[Goal of the exercise] In the entries below, find the string "cherry" and return each line holding it.

*** The data

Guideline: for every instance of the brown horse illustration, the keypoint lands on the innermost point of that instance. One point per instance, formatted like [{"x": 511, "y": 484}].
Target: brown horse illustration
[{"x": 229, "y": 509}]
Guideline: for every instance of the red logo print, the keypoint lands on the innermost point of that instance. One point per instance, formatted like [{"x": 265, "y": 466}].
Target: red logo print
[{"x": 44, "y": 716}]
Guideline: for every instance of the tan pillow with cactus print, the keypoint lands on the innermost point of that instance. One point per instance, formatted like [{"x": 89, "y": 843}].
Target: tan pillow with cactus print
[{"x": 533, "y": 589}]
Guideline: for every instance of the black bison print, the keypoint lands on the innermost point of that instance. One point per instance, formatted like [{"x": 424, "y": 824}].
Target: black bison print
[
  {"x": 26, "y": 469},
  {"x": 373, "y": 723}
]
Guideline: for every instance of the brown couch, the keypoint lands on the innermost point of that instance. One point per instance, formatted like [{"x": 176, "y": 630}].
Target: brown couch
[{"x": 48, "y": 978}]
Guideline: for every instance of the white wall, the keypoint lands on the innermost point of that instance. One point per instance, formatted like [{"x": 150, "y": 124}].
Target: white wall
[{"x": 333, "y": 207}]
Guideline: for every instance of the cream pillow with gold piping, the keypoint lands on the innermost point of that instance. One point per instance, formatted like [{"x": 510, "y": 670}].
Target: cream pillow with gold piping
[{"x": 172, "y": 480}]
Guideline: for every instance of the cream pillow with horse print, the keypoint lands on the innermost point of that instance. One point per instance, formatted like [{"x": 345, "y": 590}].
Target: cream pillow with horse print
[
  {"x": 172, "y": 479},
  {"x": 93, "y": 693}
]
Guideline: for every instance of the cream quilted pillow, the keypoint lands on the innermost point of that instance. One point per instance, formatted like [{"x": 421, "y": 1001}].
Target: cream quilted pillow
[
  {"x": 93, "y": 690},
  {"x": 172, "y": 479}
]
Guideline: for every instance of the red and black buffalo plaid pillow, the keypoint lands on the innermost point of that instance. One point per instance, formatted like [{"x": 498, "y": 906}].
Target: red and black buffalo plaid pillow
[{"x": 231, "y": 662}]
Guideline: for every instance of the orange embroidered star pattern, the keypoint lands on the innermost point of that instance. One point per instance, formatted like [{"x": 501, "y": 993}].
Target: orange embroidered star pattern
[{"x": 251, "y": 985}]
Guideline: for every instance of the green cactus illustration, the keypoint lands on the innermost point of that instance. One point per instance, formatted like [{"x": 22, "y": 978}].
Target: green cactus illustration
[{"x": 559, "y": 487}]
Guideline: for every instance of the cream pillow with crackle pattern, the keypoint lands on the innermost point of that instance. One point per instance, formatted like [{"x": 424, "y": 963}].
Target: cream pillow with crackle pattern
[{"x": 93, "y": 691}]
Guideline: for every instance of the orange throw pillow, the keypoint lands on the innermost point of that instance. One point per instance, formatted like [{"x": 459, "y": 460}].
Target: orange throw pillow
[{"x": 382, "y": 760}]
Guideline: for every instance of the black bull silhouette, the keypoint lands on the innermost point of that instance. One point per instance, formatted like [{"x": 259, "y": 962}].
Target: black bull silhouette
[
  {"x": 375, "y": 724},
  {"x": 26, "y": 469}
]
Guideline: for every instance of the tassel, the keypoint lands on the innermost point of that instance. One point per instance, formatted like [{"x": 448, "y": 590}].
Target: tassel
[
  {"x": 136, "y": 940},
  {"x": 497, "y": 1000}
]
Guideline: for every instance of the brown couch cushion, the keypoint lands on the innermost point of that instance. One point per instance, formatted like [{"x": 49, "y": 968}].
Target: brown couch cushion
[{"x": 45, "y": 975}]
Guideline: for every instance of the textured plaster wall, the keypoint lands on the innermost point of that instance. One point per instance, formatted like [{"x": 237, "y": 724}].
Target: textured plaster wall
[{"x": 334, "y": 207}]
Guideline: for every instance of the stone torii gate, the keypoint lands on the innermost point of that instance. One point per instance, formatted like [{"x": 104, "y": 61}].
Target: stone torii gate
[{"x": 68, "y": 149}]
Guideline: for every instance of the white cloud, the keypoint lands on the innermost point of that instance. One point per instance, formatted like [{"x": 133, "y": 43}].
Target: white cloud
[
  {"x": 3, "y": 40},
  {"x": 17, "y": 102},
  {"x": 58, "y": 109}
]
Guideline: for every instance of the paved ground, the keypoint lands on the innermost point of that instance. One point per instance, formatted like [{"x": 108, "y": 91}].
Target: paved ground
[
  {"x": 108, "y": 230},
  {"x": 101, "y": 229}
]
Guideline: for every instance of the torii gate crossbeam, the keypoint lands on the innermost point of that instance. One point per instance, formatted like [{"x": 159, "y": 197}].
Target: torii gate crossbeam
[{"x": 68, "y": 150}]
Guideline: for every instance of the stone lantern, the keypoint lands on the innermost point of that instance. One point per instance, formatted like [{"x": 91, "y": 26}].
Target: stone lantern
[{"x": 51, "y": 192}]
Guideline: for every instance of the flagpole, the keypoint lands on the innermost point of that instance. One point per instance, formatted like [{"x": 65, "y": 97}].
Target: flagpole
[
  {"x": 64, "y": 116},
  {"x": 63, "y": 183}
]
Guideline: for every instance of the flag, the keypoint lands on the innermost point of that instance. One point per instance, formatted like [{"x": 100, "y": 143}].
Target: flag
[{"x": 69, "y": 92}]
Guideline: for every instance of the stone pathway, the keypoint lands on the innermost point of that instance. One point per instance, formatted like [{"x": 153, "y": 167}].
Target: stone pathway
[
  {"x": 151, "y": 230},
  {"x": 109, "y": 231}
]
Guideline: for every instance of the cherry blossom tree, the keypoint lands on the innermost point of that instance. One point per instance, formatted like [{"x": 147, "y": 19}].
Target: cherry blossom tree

******

[Output for this task]
Guideline: for every instance of the cherry blossom tree, the keypoint lands on the innermost point of that instance. One point per instance, formatted like [{"x": 147, "y": 19}].
Target: cherry blossom tree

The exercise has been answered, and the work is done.